**Source:**

** START **

Wong has a huge collection of Suede records, which includes a rare vinyl single, Be My God/Art, that was released before the band were dubbed 'the best new band in Britain' by British music newspaper Melody Maker in 1992.

'Looking back, it did feel a bit like the end of an era, the end of the connection with Britain,' Wong says. 'Suede, plus other forms of British pop culture, from fashion to football, were the emotional attachments that people wanted to hold on to before the handover.'

The indie rock band credited as one of the key inspirations for the Britpop movement earned unprecedented popularity among indigenous youngsters. Nigel Peters, of concert promoter Midas Promotions, witnessed the rise of Suede here. He recalls that, in general, the ratio of local Chinese audience members to expats at a show by a foreign act was about 50-50. Suede crowds were different.

'Suede always attracted a strong local audience, which I would 'guesstimate' made up 70 per cent of the attendance at the band's previous shows in Hong Kong,' says Peters, whose company has promoted three local shows by the group.

Many have attributed Suede's prominence to the unusual amount of media attention the band received. Journalists, radio disc jockeys and television show hosts were not shy when it came to professing their passion for the band. In 1994, Suede's front man, Brett Anderson, graced the cover of the inaugural issue of local rock magazine Music Colony Bi-Weekly. Commercial Radio's Quote Zone music show aired five nights a week and featured mostly British indie groups. Star TV's Channel V and Cable TV's now defunct YMC ran seemingly endless loops of Suede music videos and interview clips. Music stores HMV and Tower Records opened in Hong Kong in the early to mid-90s, exposing local music fans to a much wider selection of international bands.

** END **

**Brief:** Copy the Suede passage starting at the words "Wong has a huge" and ending after "Maker in 1992.", renaming "Melody Maker" to "Sounds". The listing that comes next isn't needed.

**Extracted material:**
** START **

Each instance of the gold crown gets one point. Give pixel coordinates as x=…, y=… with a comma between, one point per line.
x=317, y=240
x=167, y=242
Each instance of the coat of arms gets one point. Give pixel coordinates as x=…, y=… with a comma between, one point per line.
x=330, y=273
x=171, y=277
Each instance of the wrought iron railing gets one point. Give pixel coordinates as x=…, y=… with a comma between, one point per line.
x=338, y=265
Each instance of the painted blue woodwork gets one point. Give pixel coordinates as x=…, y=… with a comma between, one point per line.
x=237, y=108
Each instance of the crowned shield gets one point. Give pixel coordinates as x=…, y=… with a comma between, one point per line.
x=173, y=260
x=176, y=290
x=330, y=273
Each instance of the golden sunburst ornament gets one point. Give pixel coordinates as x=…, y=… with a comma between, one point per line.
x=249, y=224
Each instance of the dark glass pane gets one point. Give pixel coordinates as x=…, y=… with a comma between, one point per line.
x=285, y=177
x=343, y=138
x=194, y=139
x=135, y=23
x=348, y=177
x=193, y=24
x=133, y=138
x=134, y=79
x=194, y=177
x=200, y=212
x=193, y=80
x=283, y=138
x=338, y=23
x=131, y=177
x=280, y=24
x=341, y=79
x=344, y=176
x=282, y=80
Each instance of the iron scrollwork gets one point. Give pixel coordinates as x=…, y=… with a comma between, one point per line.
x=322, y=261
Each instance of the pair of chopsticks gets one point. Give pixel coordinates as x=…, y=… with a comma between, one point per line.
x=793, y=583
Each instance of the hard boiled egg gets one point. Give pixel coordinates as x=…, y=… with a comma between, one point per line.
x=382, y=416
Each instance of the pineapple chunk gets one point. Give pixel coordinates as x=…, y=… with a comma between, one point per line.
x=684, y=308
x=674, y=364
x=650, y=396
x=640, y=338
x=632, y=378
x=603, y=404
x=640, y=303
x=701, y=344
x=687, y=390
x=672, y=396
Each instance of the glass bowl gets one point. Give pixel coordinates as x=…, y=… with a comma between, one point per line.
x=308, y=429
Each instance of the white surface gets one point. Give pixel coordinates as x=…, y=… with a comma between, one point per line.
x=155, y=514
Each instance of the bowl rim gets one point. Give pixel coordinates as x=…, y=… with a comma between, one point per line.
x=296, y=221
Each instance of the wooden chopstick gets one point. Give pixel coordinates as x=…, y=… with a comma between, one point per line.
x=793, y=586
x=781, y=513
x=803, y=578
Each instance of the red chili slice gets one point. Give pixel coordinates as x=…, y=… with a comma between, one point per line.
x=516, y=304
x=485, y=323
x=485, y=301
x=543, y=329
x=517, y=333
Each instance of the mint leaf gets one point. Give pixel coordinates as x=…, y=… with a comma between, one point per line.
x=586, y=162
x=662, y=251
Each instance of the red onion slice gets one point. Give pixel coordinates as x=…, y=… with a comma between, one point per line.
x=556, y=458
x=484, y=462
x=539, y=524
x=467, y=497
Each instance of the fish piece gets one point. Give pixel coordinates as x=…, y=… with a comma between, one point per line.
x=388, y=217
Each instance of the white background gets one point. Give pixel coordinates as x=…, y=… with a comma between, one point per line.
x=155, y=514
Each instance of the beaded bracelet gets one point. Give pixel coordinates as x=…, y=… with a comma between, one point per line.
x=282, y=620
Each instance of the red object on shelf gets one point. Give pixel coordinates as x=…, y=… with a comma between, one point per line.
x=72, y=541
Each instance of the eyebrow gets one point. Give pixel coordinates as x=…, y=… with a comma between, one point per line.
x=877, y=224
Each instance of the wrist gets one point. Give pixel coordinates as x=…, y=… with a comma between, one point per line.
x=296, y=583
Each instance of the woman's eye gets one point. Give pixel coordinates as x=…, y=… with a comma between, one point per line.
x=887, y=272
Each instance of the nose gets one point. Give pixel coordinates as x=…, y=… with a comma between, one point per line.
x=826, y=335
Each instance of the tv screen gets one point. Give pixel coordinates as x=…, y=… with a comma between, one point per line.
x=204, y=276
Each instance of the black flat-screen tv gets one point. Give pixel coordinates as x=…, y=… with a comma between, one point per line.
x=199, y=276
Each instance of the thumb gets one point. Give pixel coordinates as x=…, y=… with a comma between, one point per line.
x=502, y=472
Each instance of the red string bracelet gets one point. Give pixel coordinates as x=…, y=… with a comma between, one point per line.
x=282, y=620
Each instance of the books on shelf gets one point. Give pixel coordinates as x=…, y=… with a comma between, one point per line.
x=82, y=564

** END **

**Right answer:**
Wong has a huge collection of Suede records, which includes a rare vinyl single, Be My God/Art, that was released before the band were dubbed 'the best new band in Britain' by British music newspaper Sounds in 1992.